First, the Canadian convention is not effective in addressing the possibility of “a diet of dissolutions”, as would occur if the first minister of a continuously defeated government sought continuously to go to the polls in the hope of a better electoral outcome. (In somewhat the same vein, the current convention is obviously not effective in checking a first minister who times an election merely for partisan-political purposes.) The Canadian convention forces a governor to refuse dissolution in order to check a first minister as a matter of the governor’s discretion. There is no established rule or protocol for a governor to follow or to insist that a first minister follow. As a consequence, the Canadian convention inevitably also forces a governor to state her or his reasons for refusing dissolution, thereby drawing her or him into the vortex of partisan politics in what will often, if not invariably, be a confusing or complicated political situation.

Second, the Canadian convention does not constrain the discretion of a governor in granting dissolution. A governor can grant dissolution in virtually any circumstance and, in this case, can do so without the need to give reasons. The convention of no constraints on a governor’s discretion to grant dissolution can thereby result in a legislature being denied the opportunity to support the formation of a new government after it has explicitly withdrawn its confidence in the incumbent government.

Records provided:
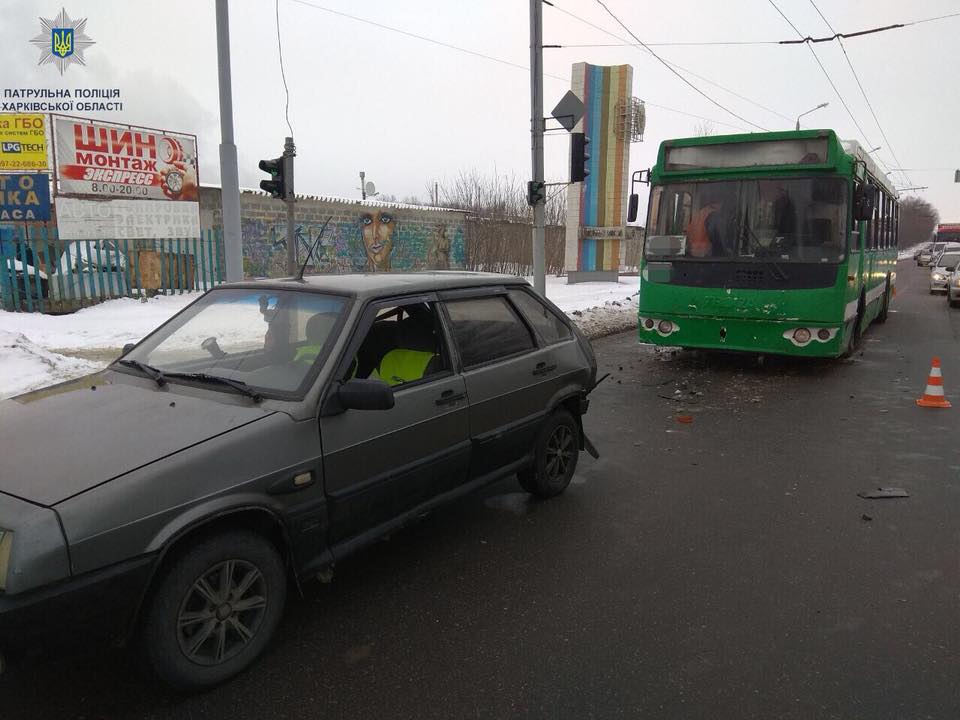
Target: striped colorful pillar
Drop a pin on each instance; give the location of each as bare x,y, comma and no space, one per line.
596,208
* * *
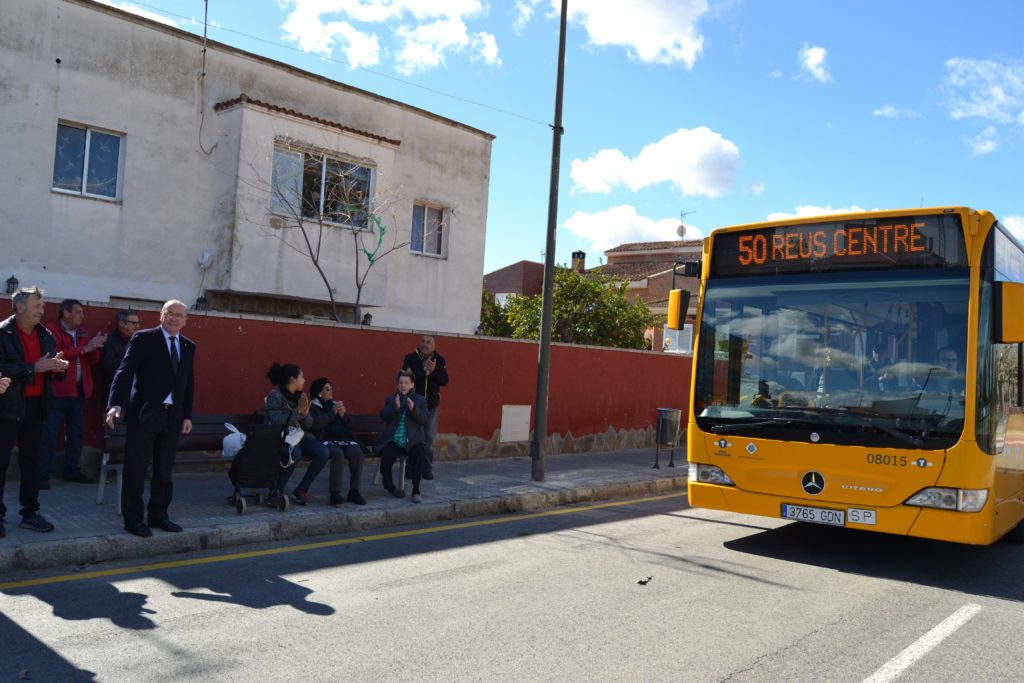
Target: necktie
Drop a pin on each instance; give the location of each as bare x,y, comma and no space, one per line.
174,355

Objective:
According to the passage on the Canadian dissolution convention, what is a governor not required to provide when granting dissolution?

Result for this exercise:
Reasons for granting it.